What you should do.
Pick out each line below that contains the word "black".

Data listing.

++++

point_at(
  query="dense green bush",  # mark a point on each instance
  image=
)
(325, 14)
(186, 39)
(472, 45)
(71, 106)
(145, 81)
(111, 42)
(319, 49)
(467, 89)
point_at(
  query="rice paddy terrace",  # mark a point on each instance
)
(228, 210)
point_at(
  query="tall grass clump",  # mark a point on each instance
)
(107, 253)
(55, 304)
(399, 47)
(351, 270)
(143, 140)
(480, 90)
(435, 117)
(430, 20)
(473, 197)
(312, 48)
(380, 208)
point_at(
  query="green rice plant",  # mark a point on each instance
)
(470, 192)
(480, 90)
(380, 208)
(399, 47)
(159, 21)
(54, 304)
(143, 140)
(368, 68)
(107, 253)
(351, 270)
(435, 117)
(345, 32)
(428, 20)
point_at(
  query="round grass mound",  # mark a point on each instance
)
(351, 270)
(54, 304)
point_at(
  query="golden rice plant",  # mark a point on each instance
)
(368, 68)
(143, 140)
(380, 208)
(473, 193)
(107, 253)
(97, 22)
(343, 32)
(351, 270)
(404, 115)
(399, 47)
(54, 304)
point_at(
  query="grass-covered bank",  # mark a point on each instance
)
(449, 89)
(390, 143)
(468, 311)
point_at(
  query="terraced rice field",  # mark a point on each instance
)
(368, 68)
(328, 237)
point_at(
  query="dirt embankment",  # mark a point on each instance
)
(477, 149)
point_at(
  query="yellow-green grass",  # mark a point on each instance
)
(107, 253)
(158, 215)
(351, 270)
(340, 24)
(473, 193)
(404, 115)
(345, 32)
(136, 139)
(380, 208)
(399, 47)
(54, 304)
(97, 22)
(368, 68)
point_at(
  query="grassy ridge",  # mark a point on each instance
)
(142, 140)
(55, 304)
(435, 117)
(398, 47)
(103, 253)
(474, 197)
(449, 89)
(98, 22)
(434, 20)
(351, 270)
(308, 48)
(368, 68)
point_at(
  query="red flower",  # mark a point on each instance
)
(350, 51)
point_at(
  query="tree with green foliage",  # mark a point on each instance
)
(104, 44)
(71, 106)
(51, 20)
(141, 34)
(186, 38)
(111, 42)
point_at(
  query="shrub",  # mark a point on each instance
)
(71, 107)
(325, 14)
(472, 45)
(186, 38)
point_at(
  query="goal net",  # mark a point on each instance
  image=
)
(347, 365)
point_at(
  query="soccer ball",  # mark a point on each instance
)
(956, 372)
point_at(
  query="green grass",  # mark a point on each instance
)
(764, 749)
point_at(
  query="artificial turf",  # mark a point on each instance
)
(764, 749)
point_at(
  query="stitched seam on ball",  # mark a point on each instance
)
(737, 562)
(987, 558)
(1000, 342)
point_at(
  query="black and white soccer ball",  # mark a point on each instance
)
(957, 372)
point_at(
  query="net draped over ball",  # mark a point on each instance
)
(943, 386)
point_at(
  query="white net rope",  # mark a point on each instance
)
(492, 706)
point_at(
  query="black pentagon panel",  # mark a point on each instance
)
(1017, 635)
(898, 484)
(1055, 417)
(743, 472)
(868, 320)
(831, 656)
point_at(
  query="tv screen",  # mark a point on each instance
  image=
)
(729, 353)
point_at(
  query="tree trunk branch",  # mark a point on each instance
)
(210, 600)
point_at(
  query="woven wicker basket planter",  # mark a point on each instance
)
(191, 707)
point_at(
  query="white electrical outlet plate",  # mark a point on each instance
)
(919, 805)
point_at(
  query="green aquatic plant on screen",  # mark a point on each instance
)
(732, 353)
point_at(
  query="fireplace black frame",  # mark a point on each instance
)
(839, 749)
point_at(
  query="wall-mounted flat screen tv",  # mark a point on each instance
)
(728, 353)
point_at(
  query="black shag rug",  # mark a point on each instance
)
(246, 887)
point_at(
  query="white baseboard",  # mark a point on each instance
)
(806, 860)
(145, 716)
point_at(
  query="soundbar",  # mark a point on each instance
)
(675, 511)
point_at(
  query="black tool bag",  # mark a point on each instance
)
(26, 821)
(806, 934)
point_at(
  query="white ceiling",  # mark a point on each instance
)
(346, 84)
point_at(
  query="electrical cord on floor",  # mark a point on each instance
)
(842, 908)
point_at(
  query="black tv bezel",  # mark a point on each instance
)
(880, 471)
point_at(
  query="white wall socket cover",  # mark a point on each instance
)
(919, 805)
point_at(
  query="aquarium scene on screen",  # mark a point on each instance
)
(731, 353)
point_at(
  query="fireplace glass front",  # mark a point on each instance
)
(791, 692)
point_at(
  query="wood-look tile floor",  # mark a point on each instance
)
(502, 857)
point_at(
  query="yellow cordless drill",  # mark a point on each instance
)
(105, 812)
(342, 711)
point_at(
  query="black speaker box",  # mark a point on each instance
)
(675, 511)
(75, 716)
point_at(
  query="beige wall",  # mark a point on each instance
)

++++

Problem solution.
  query="black and white soccer ball",  # mark a point on each instance
  query="black pentagon panel",  # mark a point on each instance
  query="fireplace black frame",  # mark a point on each instance
  query="black shag rug",  # mark a point on each instance
  query="black tool bag",  # mark a point on each instance
  query="black tv bezel",  # mark a point on each instance
  query="black speaker box",  # mark a point on each instance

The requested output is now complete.